Page excerpt:
>>
The Roof Will Not Hold Grown.

By: Umar Aliyu 

There’s a saying in Hausa: “Gida ba zai hana girma ba.” Roughly translated, it means “The house cannot stop growth.” When I reflect on the phrase “the roof will not hold grown,” I see not just a metaphor, but a truth too many leaders, institutions, and gatekeepers of power often forget.

All over Nigeria and across much of Africa, there is a growing tide of restless, talented, and visionary young people pressing against artificial ceilings—social, political, economic, and even cultural. The roof they’ve been told to stay under is leaking, outdated, and in some cases, intentionally oppressive. But let me be clear: growth will always find a way.

You cannot ask young people to dream, study, sacrifice, innovate, and then tell them there’s no space for them at the table. That the leadership seats are reserved for names that have dominated the stage for decades. That the system does not permit “inexperience”—even when experience has failed the people.
<<
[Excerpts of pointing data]
>>
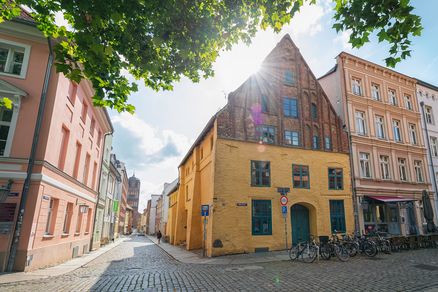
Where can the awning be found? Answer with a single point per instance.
(391, 199)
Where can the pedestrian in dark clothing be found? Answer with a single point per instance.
(159, 235)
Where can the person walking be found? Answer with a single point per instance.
(159, 235)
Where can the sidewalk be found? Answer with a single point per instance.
(195, 257)
(60, 269)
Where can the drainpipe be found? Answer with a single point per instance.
(430, 154)
(26, 185)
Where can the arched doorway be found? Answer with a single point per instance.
(299, 216)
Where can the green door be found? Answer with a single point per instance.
(300, 223)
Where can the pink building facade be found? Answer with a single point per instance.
(59, 210)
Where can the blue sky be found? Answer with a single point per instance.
(153, 141)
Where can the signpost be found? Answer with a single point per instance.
(204, 212)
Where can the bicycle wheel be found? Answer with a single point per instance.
(370, 248)
(341, 253)
(309, 254)
(293, 252)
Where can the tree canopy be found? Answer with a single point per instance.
(159, 41)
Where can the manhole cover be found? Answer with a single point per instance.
(243, 268)
(426, 267)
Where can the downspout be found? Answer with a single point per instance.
(26, 185)
(430, 153)
(98, 186)
(350, 147)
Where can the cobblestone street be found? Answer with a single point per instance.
(140, 265)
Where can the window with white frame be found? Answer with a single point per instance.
(402, 169)
(392, 97)
(360, 123)
(397, 131)
(408, 102)
(365, 168)
(380, 127)
(375, 91)
(384, 167)
(434, 146)
(429, 114)
(356, 86)
(418, 166)
(13, 58)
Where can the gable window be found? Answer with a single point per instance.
(375, 91)
(260, 173)
(365, 168)
(402, 169)
(384, 167)
(290, 107)
(292, 138)
(380, 127)
(14, 58)
(336, 179)
(413, 134)
(261, 217)
(429, 115)
(300, 176)
(360, 123)
(356, 86)
(267, 134)
(337, 216)
(418, 166)
(392, 96)
(408, 103)
(397, 131)
(289, 77)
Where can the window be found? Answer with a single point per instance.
(360, 123)
(265, 107)
(261, 217)
(384, 167)
(13, 58)
(72, 90)
(402, 169)
(375, 91)
(260, 173)
(434, 146)
(408, 103)
(290, 107)
(267, 134)
(392, 96)
(5, 125)
(380, 127)
(292, 138)
(67, 218)
(336, 179)
(289, 77)
(356, 86)
(397, 132)
(413, 134)
(300, 176)
(84, 111)
(314, 111)
(327, 143)
(65, 134)
(429, 114)
(337, 216)
(365, 168)
(418, 165)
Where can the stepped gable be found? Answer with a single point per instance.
(243, 113)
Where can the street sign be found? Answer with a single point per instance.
(283, 200)
(204, 210)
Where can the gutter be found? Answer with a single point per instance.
(26, 185)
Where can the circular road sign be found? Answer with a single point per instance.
(283, 200)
<<
Objectives:
- a) In the essay "The Roof Will Not Hold Grown," what is the rough English translation of the Hausa saying "Gida ba zai hana girma ba"?
- b) Return the passage of the essay "The Roof Will Not Hold Grown" between "By: Umar Aliyu" and "find a way.", inclusive.

Responses:
- a) "The house cannot stop growth."

- b)
By: Umar Aliyu 

There’s a saying in Hausa: “Gida ba zai hana girma ba.” Roughly translated, it means “The house cannot stop growth.” When I reflect on the phrase “the roof will not hold grown,” I see not just a metaphor, but a truth too many leaders, institutions, and gatekeepers of power often forget.

All over Nigeria and across much of Africa, there is a growing tide of restless, talented, and visionary young people pressing against artificial ceilings—social, political, economic, and even cultural. The roof they’ve been told to stay under is leaking, outdated, and in some cases, intentionally oppressive. But let me be clear: growth will always find a way.